§ DIRECTIONS:
Format the lines below as a JSON list of strings, one string per line, omitting blank lines and the pictures.

§ SUPPLIED DATA:
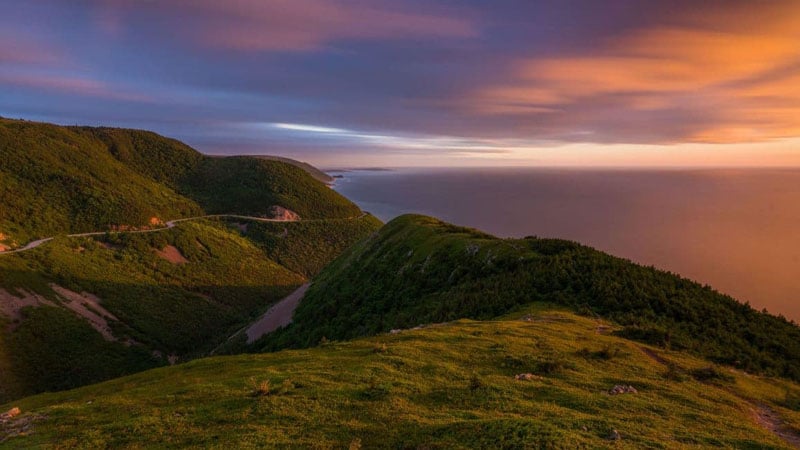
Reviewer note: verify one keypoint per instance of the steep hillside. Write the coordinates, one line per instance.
(56, 179)
(446, 386)
(79, 310)
(419, 270)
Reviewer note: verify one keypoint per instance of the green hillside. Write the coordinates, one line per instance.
(446, 386)
(78, 310)
(56, 179)
(419, 270)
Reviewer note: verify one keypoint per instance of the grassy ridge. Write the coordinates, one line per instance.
(175, 309)
(449, 386)
(56, 179)
(307, 247)
(420, 270)
(249, 186)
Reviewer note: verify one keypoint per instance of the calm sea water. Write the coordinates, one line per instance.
(737, 230)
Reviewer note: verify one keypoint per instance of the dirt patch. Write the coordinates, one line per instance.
(654, 356)
(88, 307)
(10, 305)
(276, 317)
(771, 421)
(276, 212)
(241, 226)
(17, 426)
(172, 254)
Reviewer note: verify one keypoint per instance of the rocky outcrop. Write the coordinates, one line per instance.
(280, 213)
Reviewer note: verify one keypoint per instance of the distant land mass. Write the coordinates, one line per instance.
(413, 334)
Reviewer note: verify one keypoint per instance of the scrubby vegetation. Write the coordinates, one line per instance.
(419, 270)
(307, 247)
(56, 179)
(438, 387)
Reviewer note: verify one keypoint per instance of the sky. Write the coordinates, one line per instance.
(349, 83)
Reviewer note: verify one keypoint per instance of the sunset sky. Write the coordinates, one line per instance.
(410, 83)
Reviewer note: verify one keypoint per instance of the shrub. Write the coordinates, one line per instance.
(260, 388)
(711, 374)
(475, 382)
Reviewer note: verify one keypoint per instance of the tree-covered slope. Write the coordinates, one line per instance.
(154, 308)
(419, 270)
(83, 309)
(56, 179)
(442, 387)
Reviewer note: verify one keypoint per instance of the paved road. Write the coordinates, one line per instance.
(169, 224)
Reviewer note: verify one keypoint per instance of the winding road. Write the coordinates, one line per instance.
(169, 224)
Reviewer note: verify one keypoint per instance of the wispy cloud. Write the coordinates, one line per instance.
(70, 85)
(715, 84)
(287, 25)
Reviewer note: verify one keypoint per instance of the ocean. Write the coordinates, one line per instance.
(737, 230)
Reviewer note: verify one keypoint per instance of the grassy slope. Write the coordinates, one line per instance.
(307, 247)
(420, 270)
(174, 309)
(447, 386)
(56, 179)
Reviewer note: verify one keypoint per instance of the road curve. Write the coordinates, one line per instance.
(169, 224)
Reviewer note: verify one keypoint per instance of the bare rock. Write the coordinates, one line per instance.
(280, 213)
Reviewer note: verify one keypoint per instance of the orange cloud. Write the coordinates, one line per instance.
(720, 83)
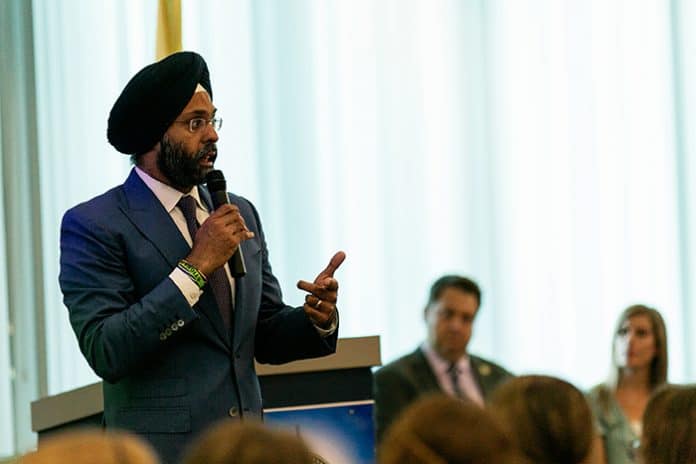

§ SOLUTION TO THIS TASK:
[
  "Reviewer note: verify one keypoint per instance of the steep hillside. Write the coordinates, one line per instance.",
  "(56, 179)",
  "(446, 386)",
  "(79, 310)",
  "(419, 270)",
  "Reviewer note: verify one keypoint per instance of the green hillside. Write the coordinates, one line per instance.",
  "(446, 386)",
  "(78, 310)",
  "(56, 179)",
  "(419, 270)",
  "Reviewer note: verify one keypoint per instance of the grassy ridge. Write the coordinates, one line per instance.",
  "(175, 309)",
  "(449, 386)",
  "(56, 179)",
  "(307, 247)",
  "(420, 270)",
  "(249, 186)",
  "Reviewer note: verify one keypoint per instance of the calm sea water. Write the coordinates, one line per instance.",
  "(737, 230)",
  "Reviewer note: verify one keypoint per instance of the dirt patch. Write the coordinates, one line per instance.",
  "(654, 356)",
  "(88, 307)",
  "(10, 305)",
  "(276, 317)",
  "(771, 421)",
  "(276, 212)",
  "(241, 226)",
  "(17, 426)",
  "(172, 254)",
  "Reviewer note: verify one keypoint per instance of the rocky outcrop. Write the coordinates, one line per instance.",
  "(280, 213)",
  "Reviewer note: verify one keypoint per instance of the distant land mass. Write the coordinates, one line per instance.",
  "(413, 334)",
  "Reviewer note: verify one keypoint per instance of the scrubby vegetation. Write the coordinates, one line per instance.",
  "(419, 270)",
  "(307, 247)",
  "(56, 179)",
  "(438, 387)",
  "Reviewer note: verify one keypoint per instance of the sky. Write the coordinates, one line per instance.",
  "(349, 83)",
  "Reviewer note: verify one keypoint per instance of the sunset sky. Write the coordinates, one line per instance.",
  "(410, 83)",
  "Reviewer note: verify one keypoint per instance of the shrub. Write the coordinates, one line per instance.",
  "(260, 388)",
  "(711, 374)",
  "(475, 382)",
  "Reviewer note: verify one keypoint per instance of the tree-covered slope. Write the coordinates, one line per instance.",
  "(154, 308)",
  "(419, 270)",
  "(83, 309)",
  "(56, 179)",
  "(442, 387)",
  "Reviewer note: verify one keypoint per instance of the paved road. Write the coordinates, one line per instance.",
  "(169, 224)",
  "Reviewer note: verify one keypoint per instance of the winding road. Write the coordinates, one line per instance.",
  "(169, 224)",
  "Reviewer note: verify one keypoint per instance of the wispy cloud. Write the coordinates, one line per instance.",
  "(70, 85)",
  "(715, 84)",
  "(287, 25)",
  "Reviewer note: verify one keypoint per instance of the ocean. Write the coordinates, one line per instance.",
  "(737, 230)",
  "Reviewer note: verify one keypoint per instance of the grassy slope. Write the coordinates, one line per instance.",
  "(307, 247)",
  "(420, 270)",
  "(174, 309)",
  "(447, 386)",
  "(56, 179)",
  "Reviewer note: verify one keypoint per instance of the road curve. Write the coordinates, one line per instance.",
  "(169, 224)",
  "Reviewer note: verify one keypoint per instance of the bare rock. Write the coordinates, one line per instance.",
  "(280, 213)",
  "Reviewer note: verify one keypoint per instance of the orange cloud. Write the coordinates, one line per instance.",
  "(720, 83)"
]